PROBLEM REQUIREMENTS:
Find and copy each line of the listing below that has the word "blue" in it.

MATERIAL PROVIDED:

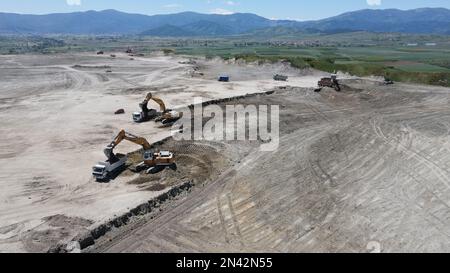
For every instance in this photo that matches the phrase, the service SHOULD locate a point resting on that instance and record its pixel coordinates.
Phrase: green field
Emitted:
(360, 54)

==

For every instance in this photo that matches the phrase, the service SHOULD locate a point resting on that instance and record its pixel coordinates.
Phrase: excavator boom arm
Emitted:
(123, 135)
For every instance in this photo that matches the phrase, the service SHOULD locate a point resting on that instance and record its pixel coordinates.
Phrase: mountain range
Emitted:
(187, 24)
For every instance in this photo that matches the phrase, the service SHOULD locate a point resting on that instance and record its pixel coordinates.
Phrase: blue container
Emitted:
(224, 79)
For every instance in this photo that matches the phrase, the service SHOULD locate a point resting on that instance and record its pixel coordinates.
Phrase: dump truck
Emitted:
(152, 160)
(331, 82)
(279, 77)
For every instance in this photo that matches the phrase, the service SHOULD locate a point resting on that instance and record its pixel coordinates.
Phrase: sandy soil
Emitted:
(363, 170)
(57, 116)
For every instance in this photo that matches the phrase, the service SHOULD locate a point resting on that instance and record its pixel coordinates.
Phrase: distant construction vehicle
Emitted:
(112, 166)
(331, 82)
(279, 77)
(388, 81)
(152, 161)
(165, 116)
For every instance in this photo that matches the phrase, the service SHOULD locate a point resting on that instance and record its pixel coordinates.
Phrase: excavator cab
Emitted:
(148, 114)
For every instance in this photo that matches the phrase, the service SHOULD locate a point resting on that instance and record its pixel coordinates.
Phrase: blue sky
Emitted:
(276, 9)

EXERCISE SOLUTION:
Phrase: blue container
Phrase: blue sky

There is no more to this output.